> _ACTION ITEM_
Below are lines of data; restate word for word those running from the line containing "box: [716, 490, 1000, 613]" to the line containing "positive clicks: (781, 521) (895, 561)", inclusive, and no others.

> _Stored data entries_

==================================================

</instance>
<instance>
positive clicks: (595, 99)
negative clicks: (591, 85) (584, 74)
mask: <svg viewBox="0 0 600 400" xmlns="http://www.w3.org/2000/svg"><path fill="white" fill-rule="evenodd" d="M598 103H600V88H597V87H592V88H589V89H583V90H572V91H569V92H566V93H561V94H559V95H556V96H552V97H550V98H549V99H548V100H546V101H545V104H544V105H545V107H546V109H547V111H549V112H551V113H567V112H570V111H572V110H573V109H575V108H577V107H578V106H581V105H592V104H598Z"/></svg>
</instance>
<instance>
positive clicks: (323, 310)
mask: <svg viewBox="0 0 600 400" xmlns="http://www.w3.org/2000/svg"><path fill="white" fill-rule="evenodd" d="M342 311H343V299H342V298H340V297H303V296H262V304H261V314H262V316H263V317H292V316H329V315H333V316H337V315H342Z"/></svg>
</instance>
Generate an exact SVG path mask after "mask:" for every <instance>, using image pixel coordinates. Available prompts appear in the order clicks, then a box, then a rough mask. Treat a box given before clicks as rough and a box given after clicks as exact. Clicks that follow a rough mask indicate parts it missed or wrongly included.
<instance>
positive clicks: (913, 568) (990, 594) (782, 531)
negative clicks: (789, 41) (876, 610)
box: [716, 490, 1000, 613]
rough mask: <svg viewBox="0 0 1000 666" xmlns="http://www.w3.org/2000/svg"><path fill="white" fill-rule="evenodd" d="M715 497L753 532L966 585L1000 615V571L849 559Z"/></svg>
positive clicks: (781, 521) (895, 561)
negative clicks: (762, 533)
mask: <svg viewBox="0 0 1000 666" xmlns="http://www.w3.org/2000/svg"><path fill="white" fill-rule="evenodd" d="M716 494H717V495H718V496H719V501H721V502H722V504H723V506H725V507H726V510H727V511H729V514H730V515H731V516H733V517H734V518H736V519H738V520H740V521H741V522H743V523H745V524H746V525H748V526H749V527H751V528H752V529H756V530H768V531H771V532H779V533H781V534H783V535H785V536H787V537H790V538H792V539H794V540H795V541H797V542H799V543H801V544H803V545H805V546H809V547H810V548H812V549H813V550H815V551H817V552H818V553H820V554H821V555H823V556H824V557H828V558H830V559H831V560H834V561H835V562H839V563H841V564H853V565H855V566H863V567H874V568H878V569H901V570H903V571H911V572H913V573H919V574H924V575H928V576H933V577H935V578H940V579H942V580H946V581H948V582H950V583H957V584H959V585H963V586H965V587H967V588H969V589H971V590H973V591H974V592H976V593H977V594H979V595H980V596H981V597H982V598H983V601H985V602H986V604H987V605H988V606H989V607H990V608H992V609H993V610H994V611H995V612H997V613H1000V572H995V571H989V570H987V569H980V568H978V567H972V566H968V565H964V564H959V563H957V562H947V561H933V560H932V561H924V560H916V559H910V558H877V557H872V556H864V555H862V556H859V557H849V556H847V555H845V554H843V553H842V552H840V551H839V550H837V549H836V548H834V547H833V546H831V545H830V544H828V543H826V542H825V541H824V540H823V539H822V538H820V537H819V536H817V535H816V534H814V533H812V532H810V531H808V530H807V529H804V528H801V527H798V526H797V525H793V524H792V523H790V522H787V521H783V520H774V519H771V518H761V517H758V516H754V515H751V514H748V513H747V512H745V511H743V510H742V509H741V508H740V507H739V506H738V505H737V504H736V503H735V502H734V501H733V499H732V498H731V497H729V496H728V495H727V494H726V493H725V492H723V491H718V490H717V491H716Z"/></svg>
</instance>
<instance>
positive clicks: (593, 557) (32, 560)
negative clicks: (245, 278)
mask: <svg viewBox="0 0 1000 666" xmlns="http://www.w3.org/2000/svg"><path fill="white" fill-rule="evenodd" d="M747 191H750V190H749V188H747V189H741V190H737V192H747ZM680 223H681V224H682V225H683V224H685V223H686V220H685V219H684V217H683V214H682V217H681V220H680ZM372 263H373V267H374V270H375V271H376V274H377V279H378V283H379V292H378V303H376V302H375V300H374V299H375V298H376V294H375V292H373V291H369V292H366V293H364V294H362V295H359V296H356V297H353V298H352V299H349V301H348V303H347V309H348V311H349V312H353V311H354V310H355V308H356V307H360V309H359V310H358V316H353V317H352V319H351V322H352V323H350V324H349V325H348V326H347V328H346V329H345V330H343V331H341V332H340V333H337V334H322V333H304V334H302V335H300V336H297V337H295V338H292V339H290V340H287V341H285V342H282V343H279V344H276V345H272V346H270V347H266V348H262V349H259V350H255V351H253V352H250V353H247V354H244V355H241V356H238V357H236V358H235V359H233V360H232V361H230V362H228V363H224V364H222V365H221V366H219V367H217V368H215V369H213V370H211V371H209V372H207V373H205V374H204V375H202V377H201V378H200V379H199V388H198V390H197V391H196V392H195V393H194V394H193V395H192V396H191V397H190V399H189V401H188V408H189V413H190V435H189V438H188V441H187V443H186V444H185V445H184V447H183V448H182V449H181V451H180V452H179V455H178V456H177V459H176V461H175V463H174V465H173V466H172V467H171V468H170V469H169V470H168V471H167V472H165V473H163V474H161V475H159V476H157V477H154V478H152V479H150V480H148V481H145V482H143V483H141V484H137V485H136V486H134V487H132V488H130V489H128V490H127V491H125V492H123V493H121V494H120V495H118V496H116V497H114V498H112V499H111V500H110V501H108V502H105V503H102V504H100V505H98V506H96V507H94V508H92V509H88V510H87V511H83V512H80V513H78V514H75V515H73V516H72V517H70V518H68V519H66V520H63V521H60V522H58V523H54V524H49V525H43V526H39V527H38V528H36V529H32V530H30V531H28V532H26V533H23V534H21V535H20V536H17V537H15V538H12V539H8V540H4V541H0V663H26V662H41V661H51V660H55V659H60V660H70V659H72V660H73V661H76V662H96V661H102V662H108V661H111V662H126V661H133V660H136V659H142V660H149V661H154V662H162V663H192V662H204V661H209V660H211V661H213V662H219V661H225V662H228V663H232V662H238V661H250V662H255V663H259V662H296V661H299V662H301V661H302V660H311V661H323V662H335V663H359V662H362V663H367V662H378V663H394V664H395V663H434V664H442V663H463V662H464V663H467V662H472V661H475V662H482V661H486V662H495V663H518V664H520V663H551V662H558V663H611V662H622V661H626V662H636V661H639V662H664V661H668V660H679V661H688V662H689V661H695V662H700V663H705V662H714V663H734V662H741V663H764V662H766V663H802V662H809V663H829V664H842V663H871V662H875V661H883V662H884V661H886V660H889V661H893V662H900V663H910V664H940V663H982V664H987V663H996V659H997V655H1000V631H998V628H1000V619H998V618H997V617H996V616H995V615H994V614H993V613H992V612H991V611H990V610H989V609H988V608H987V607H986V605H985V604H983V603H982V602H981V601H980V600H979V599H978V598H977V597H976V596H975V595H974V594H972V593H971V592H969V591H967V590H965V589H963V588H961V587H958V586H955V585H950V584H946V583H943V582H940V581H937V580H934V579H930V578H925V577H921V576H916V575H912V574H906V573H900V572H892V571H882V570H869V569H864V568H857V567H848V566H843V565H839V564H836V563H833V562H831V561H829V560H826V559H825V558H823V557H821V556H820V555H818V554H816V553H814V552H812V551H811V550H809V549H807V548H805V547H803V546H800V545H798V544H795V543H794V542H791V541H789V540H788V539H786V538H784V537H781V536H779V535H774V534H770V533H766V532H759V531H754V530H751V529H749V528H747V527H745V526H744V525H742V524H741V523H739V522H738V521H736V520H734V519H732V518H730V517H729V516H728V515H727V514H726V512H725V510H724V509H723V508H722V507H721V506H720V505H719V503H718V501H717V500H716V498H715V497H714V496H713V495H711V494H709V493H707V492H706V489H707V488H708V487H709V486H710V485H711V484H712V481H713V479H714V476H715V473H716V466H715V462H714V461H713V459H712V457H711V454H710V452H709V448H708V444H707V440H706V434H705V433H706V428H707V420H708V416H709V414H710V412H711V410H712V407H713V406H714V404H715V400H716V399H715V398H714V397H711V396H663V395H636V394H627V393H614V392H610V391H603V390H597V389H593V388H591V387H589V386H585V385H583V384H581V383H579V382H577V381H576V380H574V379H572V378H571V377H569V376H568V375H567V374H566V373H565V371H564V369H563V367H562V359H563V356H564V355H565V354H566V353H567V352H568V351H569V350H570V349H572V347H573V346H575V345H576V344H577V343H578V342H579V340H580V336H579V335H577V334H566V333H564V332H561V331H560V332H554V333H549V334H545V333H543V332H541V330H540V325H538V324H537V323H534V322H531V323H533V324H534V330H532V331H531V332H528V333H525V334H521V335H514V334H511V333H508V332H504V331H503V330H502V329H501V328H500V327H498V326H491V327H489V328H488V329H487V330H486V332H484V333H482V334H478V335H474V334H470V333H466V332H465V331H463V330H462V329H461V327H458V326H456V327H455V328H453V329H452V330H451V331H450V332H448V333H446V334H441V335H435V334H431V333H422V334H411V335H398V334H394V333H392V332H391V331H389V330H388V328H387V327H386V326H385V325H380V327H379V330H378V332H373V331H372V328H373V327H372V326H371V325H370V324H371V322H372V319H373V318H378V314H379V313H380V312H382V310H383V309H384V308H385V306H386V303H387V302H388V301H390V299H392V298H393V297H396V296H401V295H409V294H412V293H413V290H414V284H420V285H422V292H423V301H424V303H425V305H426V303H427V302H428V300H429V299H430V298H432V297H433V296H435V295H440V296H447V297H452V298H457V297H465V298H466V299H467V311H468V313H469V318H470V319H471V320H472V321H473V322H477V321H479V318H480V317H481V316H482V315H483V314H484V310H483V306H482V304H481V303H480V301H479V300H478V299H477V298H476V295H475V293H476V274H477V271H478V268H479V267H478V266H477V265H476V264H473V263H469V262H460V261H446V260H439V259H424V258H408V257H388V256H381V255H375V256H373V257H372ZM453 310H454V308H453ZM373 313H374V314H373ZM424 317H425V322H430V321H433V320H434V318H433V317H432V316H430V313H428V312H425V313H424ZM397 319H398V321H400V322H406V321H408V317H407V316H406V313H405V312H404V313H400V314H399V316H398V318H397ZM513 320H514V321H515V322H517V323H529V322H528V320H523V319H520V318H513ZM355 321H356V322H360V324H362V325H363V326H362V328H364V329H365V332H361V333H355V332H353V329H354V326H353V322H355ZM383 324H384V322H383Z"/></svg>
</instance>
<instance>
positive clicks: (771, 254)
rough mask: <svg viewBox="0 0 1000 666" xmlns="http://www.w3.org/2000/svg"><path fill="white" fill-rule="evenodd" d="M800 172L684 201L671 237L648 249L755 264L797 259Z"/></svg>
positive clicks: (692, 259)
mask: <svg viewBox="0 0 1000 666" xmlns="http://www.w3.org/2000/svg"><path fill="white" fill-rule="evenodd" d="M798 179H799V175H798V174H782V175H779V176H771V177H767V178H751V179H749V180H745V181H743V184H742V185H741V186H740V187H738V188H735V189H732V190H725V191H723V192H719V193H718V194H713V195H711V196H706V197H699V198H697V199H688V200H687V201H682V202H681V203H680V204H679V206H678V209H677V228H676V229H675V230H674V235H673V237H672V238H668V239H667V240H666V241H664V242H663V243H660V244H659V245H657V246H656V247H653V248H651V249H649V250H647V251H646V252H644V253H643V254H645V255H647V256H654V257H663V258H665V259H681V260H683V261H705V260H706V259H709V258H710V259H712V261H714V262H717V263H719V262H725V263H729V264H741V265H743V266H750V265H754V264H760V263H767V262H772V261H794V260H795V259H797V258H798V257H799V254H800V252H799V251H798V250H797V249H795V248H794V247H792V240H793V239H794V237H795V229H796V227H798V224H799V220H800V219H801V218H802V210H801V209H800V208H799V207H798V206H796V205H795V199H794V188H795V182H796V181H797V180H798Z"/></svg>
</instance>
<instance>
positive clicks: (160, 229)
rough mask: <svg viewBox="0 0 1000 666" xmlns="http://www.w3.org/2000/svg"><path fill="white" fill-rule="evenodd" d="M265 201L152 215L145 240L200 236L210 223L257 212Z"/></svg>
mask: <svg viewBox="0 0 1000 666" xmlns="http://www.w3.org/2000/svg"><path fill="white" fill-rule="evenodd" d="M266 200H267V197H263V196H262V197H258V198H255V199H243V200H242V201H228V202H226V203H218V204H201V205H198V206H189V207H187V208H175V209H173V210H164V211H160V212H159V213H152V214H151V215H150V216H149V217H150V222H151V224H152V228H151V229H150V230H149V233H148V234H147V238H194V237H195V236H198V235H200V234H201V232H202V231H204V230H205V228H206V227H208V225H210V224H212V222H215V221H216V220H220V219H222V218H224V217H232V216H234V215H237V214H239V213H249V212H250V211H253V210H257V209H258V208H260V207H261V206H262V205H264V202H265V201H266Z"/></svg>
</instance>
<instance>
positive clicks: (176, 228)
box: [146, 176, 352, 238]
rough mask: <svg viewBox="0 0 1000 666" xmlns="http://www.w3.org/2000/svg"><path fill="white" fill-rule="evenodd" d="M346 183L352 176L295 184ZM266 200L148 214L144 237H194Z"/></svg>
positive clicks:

==================================================

> _RESULT_
box: [716, 490, 1000, 613]
rough mask: <svg viewBox="0 0 1000 666" xmlns="http://www.w3.org/2000/svg"><path fill="white" fill-rule="evenodd" d="M715 497L753 532L966 585L1000 615V571L849 559Z"/></svg>
positive clicks: (781, 521) (895, 561)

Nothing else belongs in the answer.